The proof follows from Theorem 1 by setting t⁽¹⁾=t⁽²⁾ and ε=1, and from Lemma 4 by letting p_max→∞ and considering i₀<p₀. □

Remark 9

(SINR invariance as a function of λ) From (34), we evince that the CCDF of the SINR is independent of λ, but it depends on the ratio i₀/p₀ and the path loss exponent α.

Interestingly, the SINR in such a setup is invariant with the BSs’ density. Intuitively, this means that both the desired received power and the interference does not vary with the BSs’ density. On the one hand, the desired power does not vary thanks to full channel inversion power control (ε = 1, p_max→∞). Furthermore, although the distances towards the nearest interfering MTs decrease with λ, their transmit power also decrease with λ, making the received interference invariant with λ, as it can be observed from its moments in (33). This density invariance has been also reported in [2, 13] for the case of the SIR.

Spectral efficiency and binary rate

This section is focused on the analysis of SE and BR. Unlike the vast majority of papers on stochastic geometry modeling of HCNs that evaluate these key performance indicators based on the Shannon formula, we provide a mathematical formulation that is more useful for current cellular deployments based on practical AMC schemes and, thus, provides estimates of SE and BR that can be achieved at a finite target value of the block error rate (BLER) rather than their theoretically achievable counterparts under the assumptions of unlimited decoding complexity and arbitrarily small BLER. We show, remarkably, that more tractable expressions of SE and BR can be provided, compared to those that can be obtained based on the Shannon definition. The BR accounts for the amount of bandwidth allocated to the typical MT by the scheduler and, thus, accounts for the BS’s load, i.e., the number of MTs that need to be simultaneously served in the cell to which the typical MT belongs to. Accordingly, SE and BR provide information on the advantages and limitations of transmission schemes and, as such, are both employed for assessing the performance of practical LTE systems [14].

SE and BR, however, are related to each other and, in mathematical terms, we have

$$ \text{BR}_{\text{MT}_{0}}=\frac{b_{w}}{N_{\mathcal{B}_{\text{MT}_{0}}}^{\mathcal{A}}}\text{SE}_{\text{MT}_{0}} \quad \left(\text{bps} \right) $$

(35)

where b_w is the available bandwidth per BS and $N^{\mathcal {A}}_{\mathcal {B}_{\text {MT}_{0}}}$ denotes the number of active MTs associated with the probe BS, which is commonly referred to as the cell load [15].

○ ○ ○

**WORK TO COMPLETE**
a) Answer these questions using the SINR and spectral efficiency passage:
(i) On what does the CCDF of the SINR depend, according to Remark 9?
(ii) What does the BR account for?
(iii) In equation (35), what does b_w denote?
b) Copy out everything from "The proof follows" down to "loss exponent α." in the SINR and spectral efficiency passage.

○ ○ ○

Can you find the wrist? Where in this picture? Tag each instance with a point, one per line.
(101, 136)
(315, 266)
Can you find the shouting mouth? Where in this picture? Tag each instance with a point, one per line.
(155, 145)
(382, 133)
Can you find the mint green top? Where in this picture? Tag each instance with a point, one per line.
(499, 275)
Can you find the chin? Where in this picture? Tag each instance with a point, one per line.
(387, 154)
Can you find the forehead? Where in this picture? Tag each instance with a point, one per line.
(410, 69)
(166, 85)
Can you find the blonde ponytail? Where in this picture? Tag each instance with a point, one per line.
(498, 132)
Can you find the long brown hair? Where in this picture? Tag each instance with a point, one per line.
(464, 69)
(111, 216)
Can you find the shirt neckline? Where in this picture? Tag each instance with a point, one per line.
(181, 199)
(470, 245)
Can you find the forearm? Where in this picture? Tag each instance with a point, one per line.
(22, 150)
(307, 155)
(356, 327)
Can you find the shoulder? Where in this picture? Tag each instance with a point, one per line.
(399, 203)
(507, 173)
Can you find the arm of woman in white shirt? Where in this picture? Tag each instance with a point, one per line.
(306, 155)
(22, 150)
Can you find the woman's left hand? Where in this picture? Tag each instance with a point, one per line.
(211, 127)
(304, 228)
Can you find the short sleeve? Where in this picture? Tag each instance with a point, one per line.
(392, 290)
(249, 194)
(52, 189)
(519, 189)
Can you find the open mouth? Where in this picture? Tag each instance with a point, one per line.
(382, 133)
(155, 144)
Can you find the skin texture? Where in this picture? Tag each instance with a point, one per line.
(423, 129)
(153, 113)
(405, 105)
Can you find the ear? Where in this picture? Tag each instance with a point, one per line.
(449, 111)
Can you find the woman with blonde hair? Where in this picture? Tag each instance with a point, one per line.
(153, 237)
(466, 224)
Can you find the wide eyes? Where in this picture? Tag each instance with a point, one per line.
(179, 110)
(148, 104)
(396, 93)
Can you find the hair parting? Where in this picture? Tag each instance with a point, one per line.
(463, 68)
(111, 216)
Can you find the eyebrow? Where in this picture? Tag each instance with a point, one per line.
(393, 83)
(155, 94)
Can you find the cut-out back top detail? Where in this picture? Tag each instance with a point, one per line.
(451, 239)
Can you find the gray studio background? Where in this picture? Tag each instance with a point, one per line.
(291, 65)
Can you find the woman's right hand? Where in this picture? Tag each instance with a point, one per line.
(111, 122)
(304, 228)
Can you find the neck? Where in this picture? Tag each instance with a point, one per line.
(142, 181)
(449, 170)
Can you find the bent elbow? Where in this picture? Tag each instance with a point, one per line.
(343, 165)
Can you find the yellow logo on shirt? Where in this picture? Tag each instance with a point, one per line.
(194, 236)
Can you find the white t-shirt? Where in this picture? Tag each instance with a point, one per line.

○ ○ ○

**IN RESPONSE**
a)
(i) The ratio i₀/p₀ and the path loss exponent α.
(ii) The amount of bandwidth the scheduler allocates to the typical MT, and thus the BS's load.
(iii) The available bandwidth per BS.

b)
The proof follows from Theorem 1 by setting t⁽¹⁾=t⁽²⁾ and ε=1, and from Lemma 4 by letting p_max→∞ and considering i₀<p₀. □

Remark 9

(SINR invariance as a function of λ) From (34), we evince that the CCDF of the SINR is independent of λ, but it depends on the ratio i₀/p₀ and the path loss exponent α.